#### PROVIDED MATERIAL

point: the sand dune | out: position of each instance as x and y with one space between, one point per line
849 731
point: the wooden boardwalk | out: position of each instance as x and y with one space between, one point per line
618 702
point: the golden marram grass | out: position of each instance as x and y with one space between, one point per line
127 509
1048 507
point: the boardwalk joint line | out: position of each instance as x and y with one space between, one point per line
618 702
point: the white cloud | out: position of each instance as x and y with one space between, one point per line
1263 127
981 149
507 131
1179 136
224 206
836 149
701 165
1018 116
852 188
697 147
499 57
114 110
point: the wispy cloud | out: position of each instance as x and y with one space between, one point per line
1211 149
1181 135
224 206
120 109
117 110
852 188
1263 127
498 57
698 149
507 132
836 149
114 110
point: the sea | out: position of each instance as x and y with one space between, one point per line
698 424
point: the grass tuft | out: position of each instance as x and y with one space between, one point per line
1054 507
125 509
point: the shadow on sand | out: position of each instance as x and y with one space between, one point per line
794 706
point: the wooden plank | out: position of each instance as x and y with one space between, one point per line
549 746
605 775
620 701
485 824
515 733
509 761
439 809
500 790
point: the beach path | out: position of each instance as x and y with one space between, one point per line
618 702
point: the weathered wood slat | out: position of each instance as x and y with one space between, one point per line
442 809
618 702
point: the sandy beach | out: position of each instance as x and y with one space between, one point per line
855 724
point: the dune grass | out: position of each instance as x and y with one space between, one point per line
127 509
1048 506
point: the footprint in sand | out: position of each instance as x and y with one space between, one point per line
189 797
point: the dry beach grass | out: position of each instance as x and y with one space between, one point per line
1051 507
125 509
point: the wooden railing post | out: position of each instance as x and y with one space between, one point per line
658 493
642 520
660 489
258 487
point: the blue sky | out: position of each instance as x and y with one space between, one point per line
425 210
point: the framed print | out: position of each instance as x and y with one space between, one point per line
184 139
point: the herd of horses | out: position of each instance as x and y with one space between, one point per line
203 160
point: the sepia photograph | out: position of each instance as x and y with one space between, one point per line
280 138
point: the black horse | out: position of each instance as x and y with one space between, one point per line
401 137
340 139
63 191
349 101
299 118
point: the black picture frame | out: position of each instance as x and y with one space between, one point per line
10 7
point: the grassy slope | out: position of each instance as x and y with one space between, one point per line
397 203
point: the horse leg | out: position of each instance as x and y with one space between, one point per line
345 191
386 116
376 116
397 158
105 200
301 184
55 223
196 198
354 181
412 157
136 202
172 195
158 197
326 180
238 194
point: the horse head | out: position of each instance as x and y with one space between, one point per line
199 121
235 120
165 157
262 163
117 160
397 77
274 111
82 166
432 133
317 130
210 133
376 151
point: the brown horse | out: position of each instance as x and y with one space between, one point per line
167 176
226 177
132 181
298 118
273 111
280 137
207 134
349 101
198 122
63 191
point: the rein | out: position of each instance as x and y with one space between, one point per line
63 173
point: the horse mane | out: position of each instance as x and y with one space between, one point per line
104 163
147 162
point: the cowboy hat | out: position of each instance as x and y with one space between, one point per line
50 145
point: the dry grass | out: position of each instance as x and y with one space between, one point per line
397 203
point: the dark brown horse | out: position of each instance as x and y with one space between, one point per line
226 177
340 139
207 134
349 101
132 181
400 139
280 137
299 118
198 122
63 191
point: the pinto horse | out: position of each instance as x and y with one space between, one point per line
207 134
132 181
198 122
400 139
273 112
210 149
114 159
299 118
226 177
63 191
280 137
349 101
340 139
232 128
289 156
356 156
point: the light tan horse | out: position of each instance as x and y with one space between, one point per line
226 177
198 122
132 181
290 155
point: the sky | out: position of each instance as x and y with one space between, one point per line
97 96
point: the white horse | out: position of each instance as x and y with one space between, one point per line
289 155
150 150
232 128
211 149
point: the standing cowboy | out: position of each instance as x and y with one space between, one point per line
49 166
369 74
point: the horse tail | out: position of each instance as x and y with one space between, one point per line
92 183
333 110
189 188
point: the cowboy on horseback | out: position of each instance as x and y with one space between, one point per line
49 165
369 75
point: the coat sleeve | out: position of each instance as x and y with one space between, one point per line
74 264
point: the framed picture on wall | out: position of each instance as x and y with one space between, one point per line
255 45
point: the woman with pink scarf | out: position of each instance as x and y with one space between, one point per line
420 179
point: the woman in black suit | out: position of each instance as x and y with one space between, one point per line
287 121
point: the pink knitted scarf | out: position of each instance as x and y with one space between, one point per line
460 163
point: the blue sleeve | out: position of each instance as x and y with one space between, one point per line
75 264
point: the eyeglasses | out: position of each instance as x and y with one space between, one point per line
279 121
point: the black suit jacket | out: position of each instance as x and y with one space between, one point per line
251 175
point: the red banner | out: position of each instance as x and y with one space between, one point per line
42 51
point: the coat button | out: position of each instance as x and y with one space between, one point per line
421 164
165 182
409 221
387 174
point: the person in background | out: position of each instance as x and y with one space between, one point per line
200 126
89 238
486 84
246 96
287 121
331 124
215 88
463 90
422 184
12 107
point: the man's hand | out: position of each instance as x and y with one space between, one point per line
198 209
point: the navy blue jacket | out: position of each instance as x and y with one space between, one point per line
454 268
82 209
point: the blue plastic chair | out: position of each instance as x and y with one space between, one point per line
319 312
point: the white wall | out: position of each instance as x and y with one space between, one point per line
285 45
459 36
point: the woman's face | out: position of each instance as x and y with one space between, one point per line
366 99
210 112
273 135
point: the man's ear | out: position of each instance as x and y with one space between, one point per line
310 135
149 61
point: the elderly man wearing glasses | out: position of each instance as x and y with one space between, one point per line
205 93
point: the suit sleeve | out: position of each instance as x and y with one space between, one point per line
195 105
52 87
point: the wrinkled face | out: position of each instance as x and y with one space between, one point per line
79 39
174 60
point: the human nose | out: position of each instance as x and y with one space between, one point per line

########

**TASK BRIEF:** Transcribe each record exactly as it is written above.

**EXERCISE ANSWER:**
point: the sand dune | out: position of each instance as x and y with one space between, one point per line
849 731
point: the wooden boardwalk | out: position of each instance as x and y with one space between, one point per line
618 702
point: the golden marram grass | out: position of each instance as x and y with one space between, one point per line
127 509
1048 507
point: the boardwalk joint line | out: position of each instance as x and y with one space between, one point per line
618 702
point: the white cloud | out: position of each instance as x and y with one space between, one point per line
1263 127
981 149
507 131
1179 136
224 206
836 149
701 165
1018 116
852 188
697 147
499 57
114 110
point: the wispy cloud | out: position of each instance as x and y with one space between, one point per line
1211 149
1181 135
224 206
120 109
117 110
852 188
1263 127
498 57
698 149
507 132
836 149
114 110
point: the sea | out: position of each instance as x and y with one space between, one point per line
698 424
point: the grass tuft | out: position of each instance as x and y with one space between, one point per line
1054 507
125 509
point: the shadow on sand | out: position of each instance as x and y with one space between, one point per line
794 706
point: the wooden plank | out: position of each instance as x and y with one space between, one point per line
549 746
605 775
620 701
485 824
515 733
509 761
439 809
500 790
point: the beach path | out: position of each instance as x and y with one space between, one point per line
618 702
point: the weathered wood slat | out: position of each instance as x and y with one space between, one point per line
442 809
618 702
point: the sandy beach | out: position of each instance as x and y with one space between, one point per line
855 724
point: the dune grass | out: position of each instance as x and y with one space between, one point per line
127 509
1048 506
point: the footprint in sand | out: position of each instance as x and y with one space between, one point per line
189 797
point: the dry beach grass | out: position of each instance as x and y with one space between, one point per line
1051 507
125 509
point: the wooden railing post | out: position of each instance as x and y with one space between, one point per line
658 493
642 520
660 489
258 487
point: the blue sky | out: position of each instance as x and y with one space between, one point per line
425 210
point: the framed print | out: position of each instance as x and y with one space between, one point per line
184 139
point: the herd of horses | out: position of each instance as x and y with one space between, one point per line
203 160
point: the sepia photograph | out: position of each instance as x and y with one space between, one point per line
280 138
point: the black horse | out: position of each instance as x and y with one space between, one point per line
401 137
340 139
63 191
349 101
299 118
point: the black picture frame | out: position of each instance as x and y with one space between, one point per line
10 7
point: the grassy slope | out: position of each instance as x and y with one space between, one point per line
397 203
point: the horse leg | out: position of each instance as x and y with one space between, one point per line
345 191
386 116
376 116
397 158
105 200
301 184
55 223
196 198
354 181
412 157
136 202
172 195
158 197
326 180
238 194
point: the horse head | out: position of each instance as x and y with one space between, one point per line
199 121
235 120
165 157
262 163
117 160
397 77
274 111
82 166
432 133
317 130
210 133
376 151
point: the brown horse | out: position of each instance as x and y with one space between, one point per line
167 176
226 177
132 181
298 118
273 111
280 137
207 134
349 101
198 122
63 191
point: the rein | out: position of each instance as x and y with one space between, one point per line
63 173
point: the horse mane | out: position of each instance as x and y with one space between, one point per line
104 163
147 162
point: the cowboy hat | out: position of each instance as x and y with one space between, one point per line
50 145
point: the dry grass | out: position of each instance as x and y with one space between, one point per line
397 203
point: the dark brown horse | out: position of each instance as x and y with one space between, one point per line
226 177
340 139
207 134
349 101
132 181
400 139
280 137
299 118
198 122
63 191
point: the pinto horse | out: position of each instance as x and y with one space between, one point per line
207 134
132 181
198 122
400 139
273 112
210 149
114 159
299 118
226 177
63 191
280 137
349 101
340 139
232 128
289 156
356 156
point: the light tan horse | out: position of each instance as x and y with one space between, one point per line
226 177
198 122
132 181
290 155
point: the sky | out: position of each instance as x and y with one space between, one point per line
97 96
point: the white horse | out: position of each instance as x and y with one space between, one point per line
289 155
150 150
232 128
211 149
point: the standing cowboy | out: position of each instance as x and y with one space between, one point per line
49 166
369 74
point: the horse tail | out: position of each instance as x and y with one space between, one point per line
92 183
333 110
189 188
point: the cowboy on horseback | out: position of each instance as x and y with one space between, one point per line
49 165
369 75
point: the coat sleeve | out: position of each instance as x and y with one space between, one point per line
74 264
point: the framed picture on wall | out: position of each instance as x and y with one space between, one point per line
255 45
point: the woman with pink scarf | out: position of each instance as x and y with one space between, one point per line
420 179
point: the woman in black suit | out: position of each instance as x and y with one space between, one point per line
287 121
point: the pink knitted scarf | out: position of each instance as x and y with one space between, one point per line
460 163
point: the blue sleeve | out: position of each instance as x and y with one space between, one point per line
75 264
point: the eyeglasses | out: position of each instance as x and y with one space between, one point per line
279 121
point: the black suit jacket | out: position of each instance as x and y with one space between, one point per line
251 175
point: the red banner | out: position of each instance as x and y with one space between, one point per line
42 51
point: the coat button | out: position of each instance as x and y with one space between, one point per line
421 164
165 182
409 221
387 174
point: the person in background | out: position of each instance as x and y with one space between, one point per line
200 126
89 238
486 84
246 96
287 121
331 124
215 88
463 90
422 184
12 107
point: the man's hand | out: position of each instance as x and y with one space between, one point per line
198 209
point: the navy blue jacket | out: position of each instance as x and y with one space between, one point per line
454 268
82 209
point: the blue plastic chair | out: position of each instance as x and y with one space between, one point per line
319 312
point: the white wall | out: position of each instance as x and y with one space between, one point per line
285 45
459 36
point: the woman's face | out: position of each instance as x and y with one space between, one point per line
366 99
210 112
273 135
point: the man's ear | out: position of each instance as x and y with one space between, one point per line
310 135
149 61
point: the elderly man wearing glasses | out: position of each instance as x and y with one space between, one point per line
205 93
point: the suit sleeve | out: position of each instance as x and y with one space between, one point per line
195 105
52 87
point: the wrinkled face | out: position of each instance as x and y with one space between, one point per line
79 39
174 60
point: the human nose | out: position of each instance as x and y with one space between, one point per line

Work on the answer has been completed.